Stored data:
------------------------------------
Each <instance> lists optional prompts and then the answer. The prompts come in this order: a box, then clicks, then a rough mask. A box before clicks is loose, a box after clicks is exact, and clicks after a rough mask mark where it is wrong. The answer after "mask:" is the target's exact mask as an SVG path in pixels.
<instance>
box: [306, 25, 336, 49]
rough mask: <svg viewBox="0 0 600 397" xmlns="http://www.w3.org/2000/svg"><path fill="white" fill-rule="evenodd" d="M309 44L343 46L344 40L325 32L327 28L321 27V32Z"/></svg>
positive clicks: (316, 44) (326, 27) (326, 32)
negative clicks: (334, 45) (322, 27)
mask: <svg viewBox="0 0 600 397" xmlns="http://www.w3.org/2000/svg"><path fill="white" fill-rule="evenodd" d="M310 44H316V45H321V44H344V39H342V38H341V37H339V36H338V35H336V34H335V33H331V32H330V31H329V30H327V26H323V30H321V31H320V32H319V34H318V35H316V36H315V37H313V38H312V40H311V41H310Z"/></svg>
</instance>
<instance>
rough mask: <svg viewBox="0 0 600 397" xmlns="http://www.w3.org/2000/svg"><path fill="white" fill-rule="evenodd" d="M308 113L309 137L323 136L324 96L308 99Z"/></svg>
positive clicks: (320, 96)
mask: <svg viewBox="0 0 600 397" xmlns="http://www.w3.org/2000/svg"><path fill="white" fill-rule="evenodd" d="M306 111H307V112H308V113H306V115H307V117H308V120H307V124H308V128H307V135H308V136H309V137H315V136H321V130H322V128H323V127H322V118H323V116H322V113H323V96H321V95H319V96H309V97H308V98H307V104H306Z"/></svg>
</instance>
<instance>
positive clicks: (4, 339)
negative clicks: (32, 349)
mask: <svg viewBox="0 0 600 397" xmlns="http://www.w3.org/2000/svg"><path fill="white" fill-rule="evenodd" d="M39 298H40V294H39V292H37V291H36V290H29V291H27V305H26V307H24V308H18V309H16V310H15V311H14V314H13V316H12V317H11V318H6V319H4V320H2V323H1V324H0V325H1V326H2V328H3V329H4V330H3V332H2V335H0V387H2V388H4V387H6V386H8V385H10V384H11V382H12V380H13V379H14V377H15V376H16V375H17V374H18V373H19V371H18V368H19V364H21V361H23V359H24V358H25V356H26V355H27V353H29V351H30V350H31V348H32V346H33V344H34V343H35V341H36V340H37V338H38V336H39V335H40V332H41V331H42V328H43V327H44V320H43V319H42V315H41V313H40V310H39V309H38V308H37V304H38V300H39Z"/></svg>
------------------------------------
Goal of the exercise:
Copy each line of the records verbatim.

Task result:
Each <instance> lists optional prompts and then the answer. The prompts come in this order: a box, then clicks, then a rough mask. A box before clicks is loose, a box after clicks is exact, and clicks after a rough mask mark where it is wrong. The answer after "mask:" is the target's exact mask as an SVG path in pixels.
<instance>
box: [306, 25, 336, 49]
rough mask: <svg viewBox="0 0 600 397" xmlns="http://www.w3.org/2000/svg"><path fill="white" fill-rule="evenodd" d="M309 44L343 46L344 40L325 32L327 28L321 27V32Z"/></svg>
positive clicks: (316, 44) (326, 27) (326, 32)
negative clicks: (334, 45) (322, 27)
mask: <svg viewBox="0 0 600 397" xmlns="http://www.w3.org/2000/svg"><path fill="white" fill-rule="evenodd" d="M310 44H316V45H321V44H344V39H342V38H341V37H339V36H338V35H336V34H335V33H331V32H330V31H329V30H327V26H323V30H321V31H320V32H319V34H318V35H316V36H315V37H313V38H312V40H311V41H310Z"/></svg>
</instance>
<instance>
rough mask: <svg viewBox="0 0 600 397" xmlns="http://www.w3.org/2000/svg"><path fill="white" fill-rule="evenodd" d="M308 113L309 137L323 136L324 96L308 99Z"/></svg>
positive clicks: (320, 96)
mask: <svg viewBox="0 0 600 397" xmlns="http://www.w3.org/2000/svg"><path fill="white" fill-rule="evenodd" d="M306 111H307V112H308V113H306V115H307V117H308V120H307V124H308V128H307V135H308V136H309V137H315V136H321V130H322V128H323V127H322V118H323V116H322V113H323V96H321V95H319V96H309V97H308V98H307V104H306Z"/></svg>
</instance>
<instance>
positive clicks: (4, 339)
negative clicks: (32, 349)
mask: <svg viewBox="0 0 600 397" xmlns="http://www.w3.org/2000/svg"><path fill="white" fill-rule="evenodd" d="M39 298H40V294H39V292H37V291H36V290H29V291H27V305H26V307H24V308H18V309H16V310H15V311H14V314H13V316H12V317H11V318H6V319H4V320H2V323H1V324H0V325H1V326H2V328H3V329H4V330H3V332H2V335H0V387H2V388H4V387H6V386H8V385H10V384H11V382H12V380H13V379H14V377H15V376H16V375H17V374H18V373H19V371H18V368H19V364H21V361H23V359H24V358H25V356H26V355H27V353H29V351H30V350H31V348H32V346H33V344H34V343H35V341H36V340H37V338H38V336H39V335H40V332H41V331H42V328H43V327H44V320H43V319H42V315H41V313H40V310H39V309H38V308H37V304H38V300H39Z"/></svg>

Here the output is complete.